Document extract →
__________

Want to diversify your portfolio? Investing in commodities is a great start. The complexities and nuances surrounding the plethora of commodity options, or hard assets, is generally what makes people run for the hills.
However, it’s that you have all these options that make it so easy to diversify with hard assets. There’s virtually something to appeal to everyone. Here are seven hard assets investments with a proven track record to retain capital and appreciate during inflation and uncertain times.
Silver, whether that be coins or jewelry, holds appeal as a precious metal. While more volatile than gold’s pricing, it’s a worthy hedge against inflation. Its price is closely tied into the economic cycle, with the ability to appreciate during prosperous and uncertain times. Why? It’s both a luxury and necessity. The widespread industrial, medical, and electronic uses of silver makes it a hard asset that will never fade into the fad category.
It’s a precious metal that’s withstood the trials of time and lived to tell the tale. Since 2000 alone, gold has appreciated over 500%. It’s perhaps the best hedge against inflation. Whether it’s a gold bar, gold coins, or gold jewelry, this hard asset has been a favorite for investors to all but ensure they preserve capital and still have the potential for an upside. It’s easy to store, avoids future contracts, and allows indirect equity through the use of mining companies.
Another precious metal with inflation fighting super powers. Jewelry, industrial, and electronic uses ensure platinum is around for the long haul. Plus, since it’s concentration is so predominant within emerging countries, price spikes can happen at any time. Another caveat is the potential for the rare platinum to one day take the place of paper currency if people continue to lose faith. Overall, it’s a viable hard asset option for capital preservation with growth potential.

__________

Collected data:
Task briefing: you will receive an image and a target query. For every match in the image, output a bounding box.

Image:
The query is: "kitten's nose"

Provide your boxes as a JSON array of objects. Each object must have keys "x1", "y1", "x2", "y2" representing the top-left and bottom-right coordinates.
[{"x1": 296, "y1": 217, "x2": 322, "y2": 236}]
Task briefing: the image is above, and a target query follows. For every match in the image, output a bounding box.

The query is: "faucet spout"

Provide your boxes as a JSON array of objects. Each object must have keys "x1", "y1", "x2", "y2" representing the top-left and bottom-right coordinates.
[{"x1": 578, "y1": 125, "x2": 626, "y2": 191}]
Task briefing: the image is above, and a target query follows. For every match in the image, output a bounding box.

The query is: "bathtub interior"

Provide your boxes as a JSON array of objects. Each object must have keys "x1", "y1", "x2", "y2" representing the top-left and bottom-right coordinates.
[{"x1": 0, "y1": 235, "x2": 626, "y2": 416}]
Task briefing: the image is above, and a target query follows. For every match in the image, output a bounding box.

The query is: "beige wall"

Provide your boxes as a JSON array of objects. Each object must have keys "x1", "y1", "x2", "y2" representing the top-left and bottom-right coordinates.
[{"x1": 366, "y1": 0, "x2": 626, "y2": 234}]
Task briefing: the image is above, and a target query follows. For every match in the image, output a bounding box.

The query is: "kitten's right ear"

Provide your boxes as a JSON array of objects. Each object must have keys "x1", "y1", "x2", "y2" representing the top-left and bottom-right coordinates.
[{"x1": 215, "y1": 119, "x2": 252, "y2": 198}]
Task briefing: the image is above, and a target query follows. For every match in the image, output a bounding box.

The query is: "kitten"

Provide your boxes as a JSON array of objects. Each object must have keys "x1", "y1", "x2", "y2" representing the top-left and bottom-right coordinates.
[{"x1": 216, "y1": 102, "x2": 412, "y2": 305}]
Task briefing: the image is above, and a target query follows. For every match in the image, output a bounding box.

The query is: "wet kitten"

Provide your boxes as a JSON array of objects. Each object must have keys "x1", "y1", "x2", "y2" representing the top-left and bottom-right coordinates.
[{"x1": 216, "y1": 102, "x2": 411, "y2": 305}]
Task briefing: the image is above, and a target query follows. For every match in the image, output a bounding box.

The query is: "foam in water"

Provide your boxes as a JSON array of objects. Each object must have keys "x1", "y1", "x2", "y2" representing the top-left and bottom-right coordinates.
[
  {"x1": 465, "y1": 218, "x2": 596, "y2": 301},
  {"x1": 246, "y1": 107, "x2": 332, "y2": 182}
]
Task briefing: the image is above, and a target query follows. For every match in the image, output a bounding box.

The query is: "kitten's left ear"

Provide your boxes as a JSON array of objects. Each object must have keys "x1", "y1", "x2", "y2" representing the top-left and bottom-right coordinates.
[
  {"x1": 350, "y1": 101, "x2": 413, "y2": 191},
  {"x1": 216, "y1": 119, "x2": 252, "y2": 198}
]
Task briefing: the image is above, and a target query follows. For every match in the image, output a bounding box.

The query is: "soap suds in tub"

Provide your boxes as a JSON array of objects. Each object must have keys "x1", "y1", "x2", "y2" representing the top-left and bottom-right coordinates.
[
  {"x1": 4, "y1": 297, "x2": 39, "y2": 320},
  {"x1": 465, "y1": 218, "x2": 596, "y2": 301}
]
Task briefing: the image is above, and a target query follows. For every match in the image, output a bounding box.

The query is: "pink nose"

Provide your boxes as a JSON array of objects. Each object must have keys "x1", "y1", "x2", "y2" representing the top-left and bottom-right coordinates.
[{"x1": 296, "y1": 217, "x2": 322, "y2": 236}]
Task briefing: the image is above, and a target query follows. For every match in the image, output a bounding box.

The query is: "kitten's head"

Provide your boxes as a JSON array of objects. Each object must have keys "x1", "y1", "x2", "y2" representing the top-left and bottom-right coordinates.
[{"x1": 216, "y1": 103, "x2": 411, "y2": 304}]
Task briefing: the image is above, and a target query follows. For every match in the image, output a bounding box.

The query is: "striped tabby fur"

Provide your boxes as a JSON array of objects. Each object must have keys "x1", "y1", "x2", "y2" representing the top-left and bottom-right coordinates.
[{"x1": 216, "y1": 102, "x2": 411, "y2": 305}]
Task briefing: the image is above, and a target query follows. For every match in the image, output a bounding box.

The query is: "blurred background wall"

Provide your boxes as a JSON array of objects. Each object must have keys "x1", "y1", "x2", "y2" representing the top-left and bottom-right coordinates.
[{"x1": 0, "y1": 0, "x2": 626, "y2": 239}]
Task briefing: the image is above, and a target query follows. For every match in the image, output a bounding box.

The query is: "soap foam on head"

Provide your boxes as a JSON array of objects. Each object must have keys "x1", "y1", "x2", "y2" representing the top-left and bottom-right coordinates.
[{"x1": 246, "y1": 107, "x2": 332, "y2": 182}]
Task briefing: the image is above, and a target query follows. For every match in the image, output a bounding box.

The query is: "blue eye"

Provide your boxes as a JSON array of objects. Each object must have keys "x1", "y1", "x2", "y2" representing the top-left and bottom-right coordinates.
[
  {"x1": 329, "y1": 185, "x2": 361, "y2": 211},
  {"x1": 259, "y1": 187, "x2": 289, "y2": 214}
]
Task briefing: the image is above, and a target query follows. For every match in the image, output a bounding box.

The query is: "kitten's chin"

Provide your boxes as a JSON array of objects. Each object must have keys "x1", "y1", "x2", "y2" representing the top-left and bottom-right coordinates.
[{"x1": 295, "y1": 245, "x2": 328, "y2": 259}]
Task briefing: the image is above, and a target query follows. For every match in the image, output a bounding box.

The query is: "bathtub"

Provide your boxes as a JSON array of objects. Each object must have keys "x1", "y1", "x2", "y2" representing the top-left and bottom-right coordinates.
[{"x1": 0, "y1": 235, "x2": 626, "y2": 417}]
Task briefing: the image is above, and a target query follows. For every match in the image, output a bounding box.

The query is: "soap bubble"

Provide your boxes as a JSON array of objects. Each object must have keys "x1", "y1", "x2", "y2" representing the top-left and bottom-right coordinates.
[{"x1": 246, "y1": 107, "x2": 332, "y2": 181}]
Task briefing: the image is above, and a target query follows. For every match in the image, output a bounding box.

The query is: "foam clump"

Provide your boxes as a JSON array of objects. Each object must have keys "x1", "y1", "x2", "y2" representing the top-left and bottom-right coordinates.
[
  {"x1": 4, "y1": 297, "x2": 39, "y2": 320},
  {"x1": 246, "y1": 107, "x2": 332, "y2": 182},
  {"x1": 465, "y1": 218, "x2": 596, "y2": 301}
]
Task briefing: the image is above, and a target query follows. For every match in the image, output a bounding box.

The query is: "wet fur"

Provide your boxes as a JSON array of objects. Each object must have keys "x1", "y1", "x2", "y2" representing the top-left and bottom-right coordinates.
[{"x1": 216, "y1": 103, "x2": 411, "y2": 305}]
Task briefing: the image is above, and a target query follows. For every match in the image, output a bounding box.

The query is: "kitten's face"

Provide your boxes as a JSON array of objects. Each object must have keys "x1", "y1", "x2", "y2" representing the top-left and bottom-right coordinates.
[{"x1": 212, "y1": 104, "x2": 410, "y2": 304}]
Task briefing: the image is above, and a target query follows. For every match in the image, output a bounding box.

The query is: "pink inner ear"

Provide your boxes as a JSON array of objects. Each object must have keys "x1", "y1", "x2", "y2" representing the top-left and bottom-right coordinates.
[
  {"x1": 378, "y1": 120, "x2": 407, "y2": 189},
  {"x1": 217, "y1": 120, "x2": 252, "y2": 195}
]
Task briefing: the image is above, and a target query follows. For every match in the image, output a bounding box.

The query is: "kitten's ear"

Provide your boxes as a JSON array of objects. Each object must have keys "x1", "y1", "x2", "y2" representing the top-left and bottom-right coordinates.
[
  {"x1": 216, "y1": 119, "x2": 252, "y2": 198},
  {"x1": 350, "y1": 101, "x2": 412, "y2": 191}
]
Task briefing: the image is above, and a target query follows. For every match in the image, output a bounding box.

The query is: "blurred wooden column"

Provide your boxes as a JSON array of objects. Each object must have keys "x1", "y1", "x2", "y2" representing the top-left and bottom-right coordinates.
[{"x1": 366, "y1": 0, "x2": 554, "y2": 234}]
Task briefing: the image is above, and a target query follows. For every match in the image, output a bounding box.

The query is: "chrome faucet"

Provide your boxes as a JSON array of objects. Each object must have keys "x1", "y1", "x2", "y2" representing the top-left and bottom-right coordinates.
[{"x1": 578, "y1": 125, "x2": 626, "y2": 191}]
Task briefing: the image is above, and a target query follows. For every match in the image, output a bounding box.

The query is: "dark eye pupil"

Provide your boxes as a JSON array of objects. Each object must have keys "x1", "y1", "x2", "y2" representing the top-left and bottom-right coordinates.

__________

Actions to take →
A: In the hard assets article, list every precious metal that the article presents as an investment.
B: Reproduce word for word the stretch of the hard assets article from "However, it’s that" through "inflation and uncertain times.".

Responses to the exercise →
A: Silver, gold, platinum

B:
However, it’s that you have all these options that make it so easy to diversify with hard assets. There’s virtually something to appeal to everyone. Here are seven hard assets investments with a proven track record to retain capital and appreciate during inflation and uncertain times.